= Beginning of Section =
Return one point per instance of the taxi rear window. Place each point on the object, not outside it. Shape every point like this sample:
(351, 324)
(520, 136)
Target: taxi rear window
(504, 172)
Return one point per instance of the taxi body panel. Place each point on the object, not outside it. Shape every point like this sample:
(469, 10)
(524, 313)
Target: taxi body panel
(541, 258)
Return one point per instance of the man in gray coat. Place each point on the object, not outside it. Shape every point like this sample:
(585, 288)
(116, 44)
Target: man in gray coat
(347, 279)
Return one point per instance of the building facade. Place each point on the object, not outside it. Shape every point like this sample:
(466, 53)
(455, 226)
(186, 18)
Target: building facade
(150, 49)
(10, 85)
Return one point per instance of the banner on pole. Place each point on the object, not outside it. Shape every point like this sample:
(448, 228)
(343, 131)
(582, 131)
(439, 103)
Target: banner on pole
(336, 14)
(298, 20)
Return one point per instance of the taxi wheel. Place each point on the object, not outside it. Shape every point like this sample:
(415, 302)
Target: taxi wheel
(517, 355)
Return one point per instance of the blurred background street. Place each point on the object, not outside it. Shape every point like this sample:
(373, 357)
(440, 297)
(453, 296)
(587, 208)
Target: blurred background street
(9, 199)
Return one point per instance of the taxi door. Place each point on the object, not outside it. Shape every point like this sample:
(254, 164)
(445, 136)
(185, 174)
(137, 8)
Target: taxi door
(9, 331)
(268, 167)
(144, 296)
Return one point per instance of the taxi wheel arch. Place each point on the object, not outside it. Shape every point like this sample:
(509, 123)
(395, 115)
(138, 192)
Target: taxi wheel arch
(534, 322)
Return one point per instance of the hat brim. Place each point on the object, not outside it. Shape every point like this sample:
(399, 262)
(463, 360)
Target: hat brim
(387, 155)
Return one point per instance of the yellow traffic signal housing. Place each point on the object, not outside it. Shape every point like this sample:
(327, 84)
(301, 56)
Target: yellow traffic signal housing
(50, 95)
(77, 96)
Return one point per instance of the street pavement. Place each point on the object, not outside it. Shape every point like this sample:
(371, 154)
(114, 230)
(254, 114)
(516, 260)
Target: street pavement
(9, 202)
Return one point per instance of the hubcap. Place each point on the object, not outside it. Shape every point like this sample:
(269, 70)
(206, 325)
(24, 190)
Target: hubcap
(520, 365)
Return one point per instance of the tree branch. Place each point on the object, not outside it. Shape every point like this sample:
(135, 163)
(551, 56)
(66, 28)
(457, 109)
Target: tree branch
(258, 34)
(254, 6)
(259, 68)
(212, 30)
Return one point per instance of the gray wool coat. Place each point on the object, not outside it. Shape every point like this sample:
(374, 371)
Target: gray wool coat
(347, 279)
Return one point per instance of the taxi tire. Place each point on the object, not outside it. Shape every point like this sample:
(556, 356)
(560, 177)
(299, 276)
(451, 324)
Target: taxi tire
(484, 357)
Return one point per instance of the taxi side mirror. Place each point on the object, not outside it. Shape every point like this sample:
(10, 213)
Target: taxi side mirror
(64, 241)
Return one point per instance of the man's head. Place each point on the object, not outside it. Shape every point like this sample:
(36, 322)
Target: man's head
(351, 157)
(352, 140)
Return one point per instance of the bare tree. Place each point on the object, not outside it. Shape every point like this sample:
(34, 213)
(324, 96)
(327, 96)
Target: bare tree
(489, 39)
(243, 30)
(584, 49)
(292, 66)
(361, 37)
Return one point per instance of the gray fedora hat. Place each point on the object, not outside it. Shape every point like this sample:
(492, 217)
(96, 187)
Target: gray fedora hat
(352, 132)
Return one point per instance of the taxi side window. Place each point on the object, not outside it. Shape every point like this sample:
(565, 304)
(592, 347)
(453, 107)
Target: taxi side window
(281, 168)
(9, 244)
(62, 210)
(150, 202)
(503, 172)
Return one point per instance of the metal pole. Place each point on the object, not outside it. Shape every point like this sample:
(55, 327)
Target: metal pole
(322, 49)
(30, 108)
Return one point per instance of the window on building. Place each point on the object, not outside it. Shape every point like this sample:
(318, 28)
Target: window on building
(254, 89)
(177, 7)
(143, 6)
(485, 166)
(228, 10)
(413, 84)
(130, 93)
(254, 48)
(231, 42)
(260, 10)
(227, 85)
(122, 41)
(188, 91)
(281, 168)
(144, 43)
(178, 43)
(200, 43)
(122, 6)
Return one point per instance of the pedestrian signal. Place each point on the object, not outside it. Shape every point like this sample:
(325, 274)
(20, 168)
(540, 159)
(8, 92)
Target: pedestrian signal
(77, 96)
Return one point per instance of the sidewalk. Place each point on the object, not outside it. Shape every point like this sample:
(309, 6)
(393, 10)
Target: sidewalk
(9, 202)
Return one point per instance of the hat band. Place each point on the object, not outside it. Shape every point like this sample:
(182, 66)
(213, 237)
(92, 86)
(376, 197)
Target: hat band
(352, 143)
= End of Section =
Directions for this task: Line by line, retype all of the records exactly.

Your solution:
Return one point per instance of the taxi rear window. Place each point on the object, not outside it. Shape every point like this sample:
(351, 324)
(520, 136)
Target: taxi rear window
(504, 172)
Return one point per instance of the taxi body panel. Place each point on the object, not outside it. Shape every point like this sample:
(469, 10)
(524, 313)
Target: taxi body panel
(541, 258)
Return one point per instance of the man in gray coat. Place each point on the object, not outside it. Shape every point like this sample:
(585, 288)
(116, 44)
Target: man in gray coat
(347, 279)
Return one point per instance of the building facade. Place each point on the object, not outside it. Shape every point like this sample:
(466, 53)
(455, 226)
(186, 18)
Target: building facade
(150, 49)
(10, 85)
Return one point per instance of the banner on pole. Place each point on the object, not outside it. Shape every point like this sample:
(448, 228)
(343, 131)
(582, 131)
(439, 103)
Target: banner on pole
(336, 14)
(298, 20)
Return one point per instance of the taxi wheel. Place each point on the object, not outside it. Shape every point like this sample:
(415, 302)
Target: taxi wheel
(517, 355)
Return one point per instance of the blurred background street. Place each point on the object, not outside it. Shape every point like this sample:
(373, 357)
(440, 297)
(453, 296)
(587, 208)
Target: blurred background street
(9, 199)
Return one point per instance of the taxi door. Place each point on the object, not outside it. Shape every point like this sample:
(254, 164)
(445, 136)
(185, 174)
(137, 8)
Target: taxi door
(9, 331)
(268, 167)
(144, 296)
Return one point per instance of the taxi wheel arch. Place each point on the object, not outside it. Shape every point like this sample:
(509, 123)
(395, 115)
(138, 192)
Target: taxi wheel arch
(534, 322)
Return one point per instance of the hat brim. Place each point on the object, not outside it. Shape every point like this sample:
(399, 262)
(463, 360)
Target: hat brim
(387, 155)
Return one point per instance of the yellow traffic signal housing. Place each point on the object, not outside it. Shape every point like this sample:
(327, 84)
(301, 56)
Target: yellow traffic signal housing
(50, 95)
(77, 96)
Return one point per instance of the street pavement. Place each point on the object, not outside it. Shape every point like this sample:
(371, 154)
(114, 230)
(254, 114)
(516, 260)
Target: street pavement
(9, 202)
Return one point per instance of the hubcap. Place each point on the object, not outside it. Shape every point like this sample:
(269, 70)
(206, 325)
(24, 190)
Target: hubcap
(520, 365)
Return one point per instance of the tree branch. Place each point on the object, not outside it. Shape every point like this sample:
(135, 163)
(551, 56)
(66, 28)
(457, 109)
Target: tree branch
(258, 34)
(254, 6)
(259, 68)
(212, 30)
Return one point per instance of the gray wool coat. Place each point on the object, not outside it. Shape every point like this sample:
(374, 371)
Target: gray wool coat
(347, 279)
Return one point per instance of the taxi tire. Place each point on the object, not outside it. Shape every point like this sample:
(556, 356)
(560, 177)
(299, 276)
(451, 324)
Target: taxi tire
(484, 357)
Return one point per instance of the taxi side mirror. Place each point on the object, not outside it. Shape every point like this sample:
(10, 213)
Target: taxi side mirror
(64, 241)
Return one point per instance of the man's head. Place each point on the object, not outside it. Shape every point like this sample:
(36, 322)
Target: man's head
(351, 157)
(352, 140)
Return one point per instance of the bare tree. Place each point on the object, not outside it. Shape every point like this sample:
(34, 213)
(324, 96)
(327, 96)
Target: bare tree
(489, 39)
(243, 30)
(584, 49)
(292, 66)
(361, 37)
Return one point per instance of the gray fedora hat. Place each point on the object, not outside it. Shape every point like this sample:
(492, 217)
(96, 187)
Target: gray fedora hat
(352, 132)
Return one point per instance of the taxi side window. Place each point on the object, not outside it. Shape every point like this sample:
(565, 304)
(592, 347)
(453, 107)
Target: taxi side window
(281, 168)
(9, 244)
(62, 210)
(150, 202)
(503, 172)
Return one point per instance of the metal pole. Place each point on the object, not outside it. Shape every point like this sample:
(55, 327)
Target: metal pole
(322, 49)
(30, 108)
Return one point per instance of the window on building. Place each point on the object, not outside it. Shape every point like this sample:
(318, 28)
Target: window on building
(254, 89)
(177, 7)
(143, 6)
(485, 166)
(228, 10)
(413, 84)
(130, 93)
(254, 48)
(231, 42)
(260, 10)
(227, 85)
(122, 41)
(188, 91)
(281, 168)
(144, 43)
(178, 43)
(200, 43)
(122, 6)
Return one point per instance of the pedestrian signal. Place each point on the object, not outside it. Shape every point like this sample:
(325, 274)
(20, 168)
(540, 159)
(8, 92)
Target: pedestrian signal
(77, 96)
Return one point per instance of the sidewalk. Place each point on the object, not outside it. Shape every point like this sample:
(309, 6)
(393, 10)
Target: sidewalk
(9, 202)
Return one point per instance of the hat band. Place each point on the object, not outside it. Shape every point like this sample:
(182, 66)
(213, 237)
(92, 86)
(376, 197)
Target: hat band
(352, 143)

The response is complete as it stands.